TRAVAIL DEMANDÉ.
(1) Recopiez mot pour mot le passage de l'extrait ci-dessous qui commence aux mots « Mentor recherché pour » et se termine après les mots « défi de taille! ».
(2) Répondez brièvement aux questions suivantes à partir de l'extrait ci-dessous.
(a) Combien d'organismes le secteur des OBNL comptait-il au Canada en 2012 ?
(b) Quelle piste de solution est proposée pour développer les compétences et le réseau dont une OBNL a besoin ?
(c) Quel pourcentage du PIB ce secteur représentait-il en 2012 ?

== EXTRAIT FOURNI

Mentor recherché pour conseil d'administration peu expérimenté !

Par Nathalie Lafranchise, Ph.D. professeure,
Kelly Cadec, étudiante à la maîtrise en communication,
Département de communication sociale et publique, Université du Québec à Montréal
 
La constitution d'un conseil d'administration peut constituer une pierre d’achoppement importante pour les OBNL, particulièrement lorsque les personnes volontaires ont peu d’expérience ou ne possèdent pas les attributs recherchés. Comment s’y prendre alors pour développer des compétences et un réseau dont une OBNL a besoin pour exercer ses activités efficacement? Le mentorat pourrait alors s’avérer une piste de solution pertinente.
 
1. Constituer un conseil d’administration: un défi de taille! 
 
Les organismes à but non lucratif (OBNL) sont importants dans notre société. Leur contribution sociale est considérable. Leur contribution économique l’est également. En effet, en 2012, ce secteur comptait 165 000 organismes au Canada, employait 2 millions de personnes, et représentait 106 milliards de dollars, ou 7,1 % du PIB (Imagine Canada, 2012).

====
== DONNÉES FOURNIES

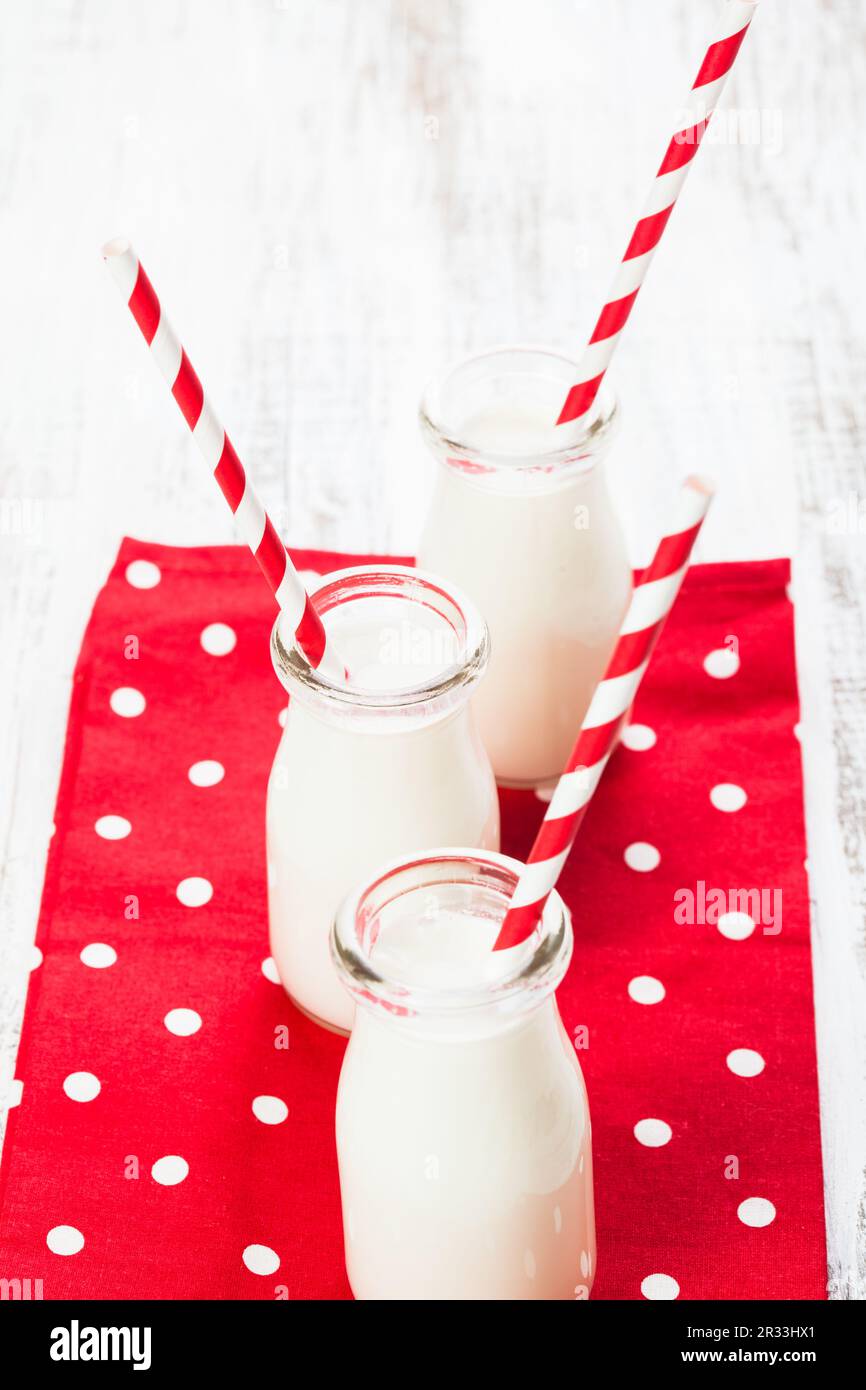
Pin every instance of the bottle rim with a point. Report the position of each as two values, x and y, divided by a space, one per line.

====

RÉSULTATS OBTENUS.
(1)
Mentor recherché pour conseil d'administration peu expérimenté !

Par Nathalie Lafranchise, Ph.D. professeure,
Kelly Cadec, étudiante à la maîtrise en communication,
Département de communication sociale et publique, Université du Québec à Montréal
 
La constitution d'un conseil d'administration peut constituer une pierre d’achoppement importante pour les OBNL, particulièrement lorsque les personnes volontaires ont peu d’expérience ou ne possèdent pas les attributs recherchés. Comment s’y prendre alors pour développer des compétences et un réseau dont une OBNL a besoin pour exercer ses activités efficacement? Le mentorat pourrait alors s’avérer une piste de solution pertinente.
 
1. Constituer un conseil d’administration: un défi de taille!

(2)
(a) 165 000 organismes.
(b) Le mentorat.
(c) 7,1 % du PIB.